Thelma D. Burns, longtime community activist, advocate and volunteer, will be honored on May 20 at the dedication of the Thelma D. Burns Building in Roxbury. The event, hosted by ABCD Board Chair John P. McGahan and ABCD President/CEO John J. Drew, is the grand-opening of the centerpiece to the newly created ABCD campus at 565-575 Warren St., Roxbury.
Mayor Martin J. Walsh and U.S. Congressman Michael Capuano will address the gathering and help cut the celebratory ribbon. Also joining the celebration will Dr. Edward J. Benz Jr., President and CEO, Dana-Farber Cancer Institute, and Jonathan Kozol, acclaimed author, educator and activist.
Karen Holmes Ward, Director of Public Affairs & Community Services and Host/Producer of CityLine at WCVB-TV/Channel 5 will emcee the event.
“ABCD is very pleased to have this opportunity to honor Thelma for her significant work for Boston’s people and neighborhoods,” said ABCD President/CEO John J. Drew. “There is no one with a bigger heart and stronger dedication and capability to getting things done.”
Thelma Burns has served on the ABCD Board of Directors for more than 35 years including stints as Board Chair, Vice Chair and Committee Chair. A longtime Dorchester resident, she has headed the ABCD Dorchester Neighborhood Service Center board for more than 15 years. She has also chaired or served on countless other community boards including Central Boston Elder Services, the Mayor’s Senior Advisory Council, Roxbury YMCA and more.
For 28 years she served as METCO director for the Belmont Public Schools, retiring in 2008. Thelma received her Bachelor’s in Education from Boston University and her Master’s of Education in Administration from Harvard University. She is also a Registered Nurse.
Always at the forefront of social justice initiatives, in 1968 she was a Robert F. Kennedy Fellow in Washington, DC.
A two-time cancer survivor, Thelma praises the work of Dana-Farber Cancer Institute, volunteers at the hospital and is a member of the Dana-Farber/Harvard Cancer Center Faith-based Cancer Disparities Network.
“The Warren Street buildings were unused for years and now they will be a center of neighborhood activity… the social fabric of the neighborhood is being restored,” said Michael Vance, ABCD Vice President, Field Operations.

§ **Saved data entries**
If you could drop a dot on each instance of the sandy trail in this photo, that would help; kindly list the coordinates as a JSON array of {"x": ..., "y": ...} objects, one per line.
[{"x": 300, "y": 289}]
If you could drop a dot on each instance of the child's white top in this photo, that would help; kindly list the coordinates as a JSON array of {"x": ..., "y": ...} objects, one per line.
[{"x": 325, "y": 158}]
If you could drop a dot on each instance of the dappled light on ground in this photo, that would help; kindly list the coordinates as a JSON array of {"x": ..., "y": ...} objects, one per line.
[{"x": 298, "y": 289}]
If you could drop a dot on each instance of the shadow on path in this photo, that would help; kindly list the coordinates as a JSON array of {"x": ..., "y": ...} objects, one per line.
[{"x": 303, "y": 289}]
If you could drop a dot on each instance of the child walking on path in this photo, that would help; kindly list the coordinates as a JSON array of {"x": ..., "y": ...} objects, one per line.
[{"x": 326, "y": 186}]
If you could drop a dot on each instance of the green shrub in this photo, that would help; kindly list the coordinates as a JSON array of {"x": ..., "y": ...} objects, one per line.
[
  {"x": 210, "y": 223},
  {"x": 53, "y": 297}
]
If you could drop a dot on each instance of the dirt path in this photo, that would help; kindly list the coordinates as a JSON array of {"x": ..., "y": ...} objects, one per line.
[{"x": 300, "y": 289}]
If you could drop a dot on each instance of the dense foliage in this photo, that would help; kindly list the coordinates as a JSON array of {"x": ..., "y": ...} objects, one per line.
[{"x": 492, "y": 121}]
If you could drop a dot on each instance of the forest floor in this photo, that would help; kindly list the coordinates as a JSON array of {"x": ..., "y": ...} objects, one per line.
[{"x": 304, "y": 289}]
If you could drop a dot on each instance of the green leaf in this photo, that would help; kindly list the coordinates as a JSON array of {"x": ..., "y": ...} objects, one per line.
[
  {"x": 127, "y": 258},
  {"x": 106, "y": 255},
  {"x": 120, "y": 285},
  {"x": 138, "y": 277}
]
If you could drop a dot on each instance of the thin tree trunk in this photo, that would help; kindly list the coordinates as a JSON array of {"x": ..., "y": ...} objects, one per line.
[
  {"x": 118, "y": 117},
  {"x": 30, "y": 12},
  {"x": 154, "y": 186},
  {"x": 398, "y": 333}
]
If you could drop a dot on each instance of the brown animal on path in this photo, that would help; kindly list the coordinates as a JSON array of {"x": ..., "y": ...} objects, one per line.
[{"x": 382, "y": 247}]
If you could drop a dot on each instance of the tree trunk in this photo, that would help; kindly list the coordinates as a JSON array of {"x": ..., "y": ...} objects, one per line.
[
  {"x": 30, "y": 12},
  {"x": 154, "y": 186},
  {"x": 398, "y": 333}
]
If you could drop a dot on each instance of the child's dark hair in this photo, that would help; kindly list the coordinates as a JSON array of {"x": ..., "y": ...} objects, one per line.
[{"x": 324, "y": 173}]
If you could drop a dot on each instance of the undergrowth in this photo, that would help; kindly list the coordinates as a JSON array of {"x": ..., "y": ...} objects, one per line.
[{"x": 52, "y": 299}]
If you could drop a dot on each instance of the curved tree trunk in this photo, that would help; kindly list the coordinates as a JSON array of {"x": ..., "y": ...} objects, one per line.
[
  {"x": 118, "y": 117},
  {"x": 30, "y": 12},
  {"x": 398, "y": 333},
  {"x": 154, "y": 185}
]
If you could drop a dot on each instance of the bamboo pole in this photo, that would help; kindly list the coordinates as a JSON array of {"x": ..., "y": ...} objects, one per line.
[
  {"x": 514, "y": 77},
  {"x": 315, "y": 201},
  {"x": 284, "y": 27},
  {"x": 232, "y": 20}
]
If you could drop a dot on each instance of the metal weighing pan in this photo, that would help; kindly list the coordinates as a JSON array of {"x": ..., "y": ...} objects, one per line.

§ **EXERCISE DIRECTIONS**
Please translate this sentence from the news item about the Thelma D. Burns Building dedication into Spanish: "For 28 years she served as METCO director for the Belmont Public Schools, retiring in 2008."

§ **YOUR RESPONSE**
Durante 28 años fue directora de METCO en las Escuelas Públicas de Belmont, y se jubiló en 2008.